Work instruction:
Please restate verbatim the lines that open the listing below, ending with the line in which "[pin] two-story house" occurs.

Supplied material:
--------------------------------------------------

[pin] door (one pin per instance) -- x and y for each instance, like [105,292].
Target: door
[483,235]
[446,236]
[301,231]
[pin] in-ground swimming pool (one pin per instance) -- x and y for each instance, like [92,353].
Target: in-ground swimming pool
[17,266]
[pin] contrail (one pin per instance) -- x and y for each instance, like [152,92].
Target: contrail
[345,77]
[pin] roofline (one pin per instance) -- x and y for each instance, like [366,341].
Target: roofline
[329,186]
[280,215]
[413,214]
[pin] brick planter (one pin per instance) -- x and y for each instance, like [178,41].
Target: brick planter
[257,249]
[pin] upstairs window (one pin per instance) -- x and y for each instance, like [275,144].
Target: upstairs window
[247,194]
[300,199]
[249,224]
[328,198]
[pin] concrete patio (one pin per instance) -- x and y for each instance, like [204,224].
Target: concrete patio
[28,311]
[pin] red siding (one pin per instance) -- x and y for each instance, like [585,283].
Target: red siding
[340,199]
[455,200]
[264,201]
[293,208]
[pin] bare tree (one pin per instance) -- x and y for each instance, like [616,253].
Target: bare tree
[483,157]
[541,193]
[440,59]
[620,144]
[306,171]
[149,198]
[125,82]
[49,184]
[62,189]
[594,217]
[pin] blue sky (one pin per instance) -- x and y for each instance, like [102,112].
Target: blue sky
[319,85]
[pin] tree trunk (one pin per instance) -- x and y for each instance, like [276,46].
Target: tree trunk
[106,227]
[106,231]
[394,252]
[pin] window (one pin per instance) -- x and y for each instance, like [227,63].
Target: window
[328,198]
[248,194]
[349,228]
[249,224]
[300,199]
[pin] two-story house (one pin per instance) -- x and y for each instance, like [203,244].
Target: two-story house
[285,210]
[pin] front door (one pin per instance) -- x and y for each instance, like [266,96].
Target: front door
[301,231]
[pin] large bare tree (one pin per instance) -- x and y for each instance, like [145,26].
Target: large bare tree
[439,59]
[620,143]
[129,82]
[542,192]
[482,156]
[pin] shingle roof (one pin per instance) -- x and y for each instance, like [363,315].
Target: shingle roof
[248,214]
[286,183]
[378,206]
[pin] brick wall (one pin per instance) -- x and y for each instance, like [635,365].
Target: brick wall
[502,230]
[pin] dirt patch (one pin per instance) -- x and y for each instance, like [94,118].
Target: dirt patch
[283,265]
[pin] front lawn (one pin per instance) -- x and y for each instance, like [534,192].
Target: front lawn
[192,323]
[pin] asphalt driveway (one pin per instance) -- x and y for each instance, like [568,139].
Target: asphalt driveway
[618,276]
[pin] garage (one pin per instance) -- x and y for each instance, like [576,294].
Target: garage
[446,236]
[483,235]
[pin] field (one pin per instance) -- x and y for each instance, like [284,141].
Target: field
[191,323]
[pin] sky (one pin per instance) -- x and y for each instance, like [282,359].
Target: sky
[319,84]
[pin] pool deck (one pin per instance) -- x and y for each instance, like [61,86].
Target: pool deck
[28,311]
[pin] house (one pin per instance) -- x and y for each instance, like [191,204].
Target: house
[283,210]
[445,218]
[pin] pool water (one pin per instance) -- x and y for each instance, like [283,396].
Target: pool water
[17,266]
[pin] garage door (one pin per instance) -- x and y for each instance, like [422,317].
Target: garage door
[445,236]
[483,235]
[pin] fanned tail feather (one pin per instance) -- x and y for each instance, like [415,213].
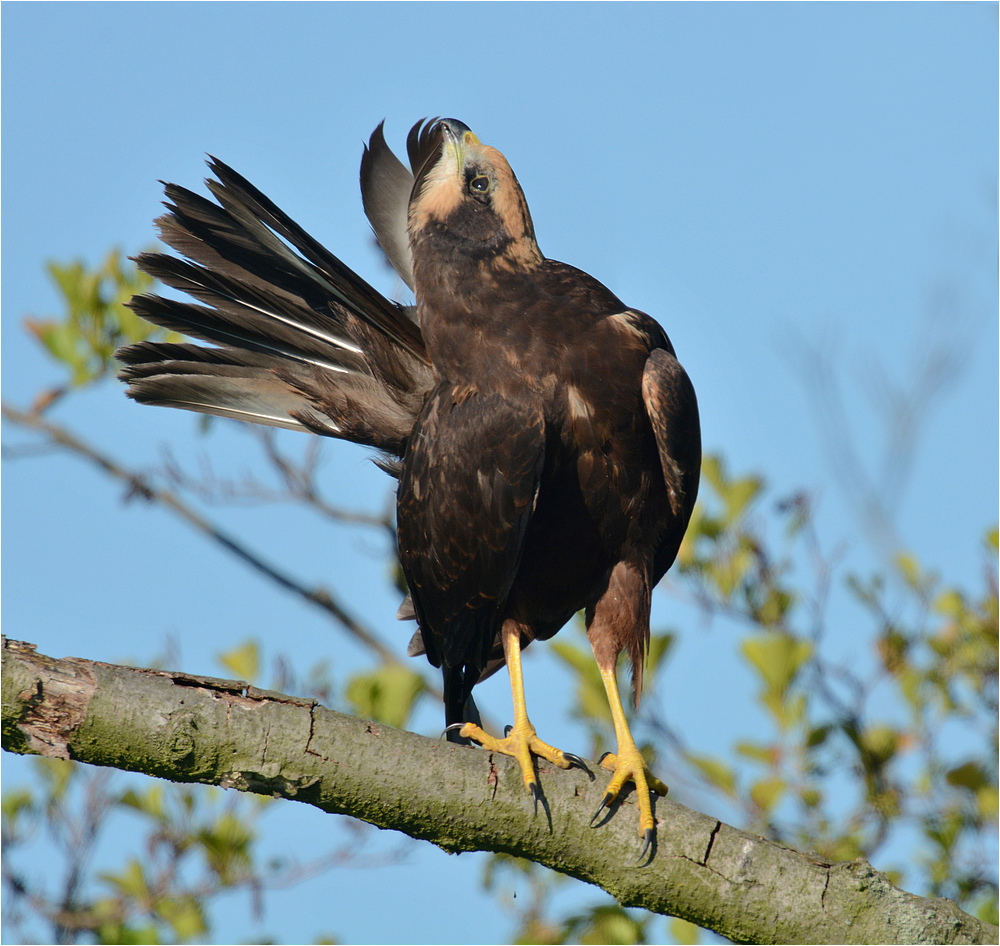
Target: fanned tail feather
[303,342]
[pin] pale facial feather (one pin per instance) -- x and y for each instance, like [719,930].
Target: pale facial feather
[443,191]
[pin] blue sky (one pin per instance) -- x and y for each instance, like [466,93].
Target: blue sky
[765,180]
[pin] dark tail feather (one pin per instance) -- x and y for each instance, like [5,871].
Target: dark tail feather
[459,706]
[304,342]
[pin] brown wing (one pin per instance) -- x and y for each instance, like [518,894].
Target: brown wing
[673,413]
[469,482]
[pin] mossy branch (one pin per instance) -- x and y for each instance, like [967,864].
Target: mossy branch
[220,732]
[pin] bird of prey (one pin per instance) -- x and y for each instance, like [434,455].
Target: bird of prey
[545,436]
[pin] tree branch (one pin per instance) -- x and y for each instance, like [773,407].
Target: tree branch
[199,729]
[139,485]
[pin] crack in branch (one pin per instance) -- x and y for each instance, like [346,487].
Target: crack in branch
[711,842]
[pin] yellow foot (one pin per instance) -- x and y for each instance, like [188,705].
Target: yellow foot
[629,764]
[522,743]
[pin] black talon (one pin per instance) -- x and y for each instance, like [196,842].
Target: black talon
[649,836]
[604,804]
[576,762]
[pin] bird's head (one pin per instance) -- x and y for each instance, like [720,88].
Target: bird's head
[465,194]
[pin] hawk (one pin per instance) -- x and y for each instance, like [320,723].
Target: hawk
[545,437]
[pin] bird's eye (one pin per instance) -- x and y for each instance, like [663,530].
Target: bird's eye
[480,184]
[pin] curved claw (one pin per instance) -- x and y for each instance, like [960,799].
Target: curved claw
[649,837]
[575,762]
[605,802]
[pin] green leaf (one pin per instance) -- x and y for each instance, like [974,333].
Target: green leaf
[777,658]
[971,775]
[226,845]
[387,695]
[184,914]
[131,881]
[767,793]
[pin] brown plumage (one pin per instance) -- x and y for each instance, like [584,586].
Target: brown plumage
[545,436]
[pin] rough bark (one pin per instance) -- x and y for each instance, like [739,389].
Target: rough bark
[220,732]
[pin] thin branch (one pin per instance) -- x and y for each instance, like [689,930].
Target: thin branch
[138,485]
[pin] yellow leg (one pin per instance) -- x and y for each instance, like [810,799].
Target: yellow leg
[520,740]
[627,764]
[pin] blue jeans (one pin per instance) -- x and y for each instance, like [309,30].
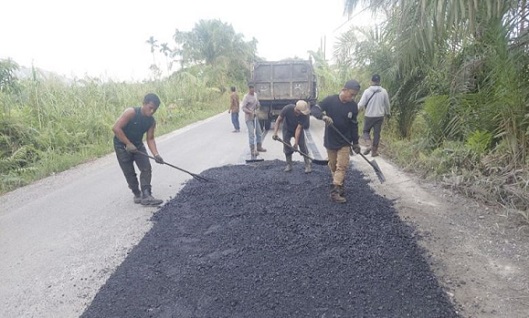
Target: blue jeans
[254,132]
[235,121]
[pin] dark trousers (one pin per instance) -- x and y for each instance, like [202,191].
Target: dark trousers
[302,145]
[235,121]
[375,124]
[126,162]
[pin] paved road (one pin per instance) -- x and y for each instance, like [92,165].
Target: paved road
[62,237]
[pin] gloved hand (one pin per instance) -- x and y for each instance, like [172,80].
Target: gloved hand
[131,148]
[355,148]
[327,120]
[159,159]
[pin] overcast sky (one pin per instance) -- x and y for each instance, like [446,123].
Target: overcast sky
[107,38]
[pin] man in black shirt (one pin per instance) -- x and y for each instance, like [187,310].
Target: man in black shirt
[295,119]
[341,111]
[129,130]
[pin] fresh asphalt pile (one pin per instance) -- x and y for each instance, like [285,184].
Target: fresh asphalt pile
[259,242]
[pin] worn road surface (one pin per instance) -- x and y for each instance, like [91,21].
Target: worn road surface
[256,243]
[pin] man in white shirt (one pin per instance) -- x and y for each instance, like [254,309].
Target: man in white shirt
[375,102]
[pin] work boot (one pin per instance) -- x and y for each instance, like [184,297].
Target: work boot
[335,194]
[374,151]
[253,152]
[137,196]
[288,168]
[148,199]
[260,147]
[308,166]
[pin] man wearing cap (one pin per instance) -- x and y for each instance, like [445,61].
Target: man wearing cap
[375,101]
[340,111]
[295,119]
[250,105]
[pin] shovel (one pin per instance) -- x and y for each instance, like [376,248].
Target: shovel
[252,157]
[373,163]
[196,176]
[315,161]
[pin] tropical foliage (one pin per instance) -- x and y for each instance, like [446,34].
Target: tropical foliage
[457,74]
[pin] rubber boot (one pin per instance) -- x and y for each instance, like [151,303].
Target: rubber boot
[148,199]
[137,196]
[288,168]
[368,147]
[374,151]
[335,195]
[308,165]
[253,152]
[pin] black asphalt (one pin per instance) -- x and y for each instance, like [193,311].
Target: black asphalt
[263,243]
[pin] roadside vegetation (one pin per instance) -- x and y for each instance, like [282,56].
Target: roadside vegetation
[456,73]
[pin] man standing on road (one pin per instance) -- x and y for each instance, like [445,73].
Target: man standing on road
[295,119]
[234,109]
[129,130]
[250,104]
[341,111]
[375,101]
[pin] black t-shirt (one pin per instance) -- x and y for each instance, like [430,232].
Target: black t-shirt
[291,121]
[136,128]
[344,116]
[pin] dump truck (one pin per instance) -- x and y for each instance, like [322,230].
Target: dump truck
[279,83]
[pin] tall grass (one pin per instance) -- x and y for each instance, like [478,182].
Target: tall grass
[49,126]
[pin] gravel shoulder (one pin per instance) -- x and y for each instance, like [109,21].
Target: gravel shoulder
[479,253]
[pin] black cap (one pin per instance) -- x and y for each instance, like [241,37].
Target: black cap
[352,84]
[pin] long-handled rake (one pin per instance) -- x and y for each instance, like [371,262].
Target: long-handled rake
[373,163]
[315,161]
[252,157]
[196,176]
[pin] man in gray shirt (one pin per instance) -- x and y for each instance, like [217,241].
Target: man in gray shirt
[250,105]
[375,102]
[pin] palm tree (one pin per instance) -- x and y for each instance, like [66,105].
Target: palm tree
[166,51]
[154,44]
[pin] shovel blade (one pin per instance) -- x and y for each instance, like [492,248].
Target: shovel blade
[320,162]
[378,172]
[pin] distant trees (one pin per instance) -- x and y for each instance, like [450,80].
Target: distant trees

--------------------------------------------------

Your solution:
[pin] door (one pin per instance) -- x and y for each instance, like [105,292].
Target: door
[483,235]
[446,236]
[301,231]
[pin] in-ground swimming pool (one pin per instance) -- x and y for each instance, like [92,353].
Target: in-ground swimming pool
[17,266]
[pin] contrail (one pin per instance) -- x and y for each instance, like [152,92].
Target: contrail
[345,77]
[pin] roofline (one pin per instance) -- x and y for each instance, like [366,341].
Target: roofline
[329,186]
[280,215]
[413,214]
[pin] brick planter (one pin per instance) -- x and y for each instance, like [178,41].
Target: brick planter
[257,249]
[pin] upstairs window (one pin per instance) -- x and y for each instance, like [275,144].
Target: upstairs window
[247,194]
[300,199]
[249,224]
[328,198]
[pin] concrete patio (one pin per instance) -- x and y for each instance, like [204,224].
Target: concrete patio
[28,311]
[pin] red siding (one pin per instance) -- x and y for each instance, like [585,283].
Target: red siding
[340,199]
[455,200]
[264,201]
[293,208]
[pin] bare tree (one pin per instance) -- x and y for each instance, like [616,253].
Target: bare tree
[483,157]
[541,193]
[440,59]
[620,144]
[306,171]
[149,198]
[125,82]
[49,184]
[62,189]
[594,217]
[pin] blue sky (one pin per instance) -- x and y for each instance, like [102,112].
Target: blue sky
[319,85]
[pin] tree trunk (one pin per instance) -- x and y for each instance, like [276,46].
Target: tree trunk
[106,227]
[106,231]
[394,252]
[pin] window (one pin per instance) -- x and y for each instance, like [227,63].
Target: window
[328,198]
[248,194]
[349,228]
[249,224]
[300,199]
[pin] two-story house (one pin per instance) -- x and y for each instance, like [203,244].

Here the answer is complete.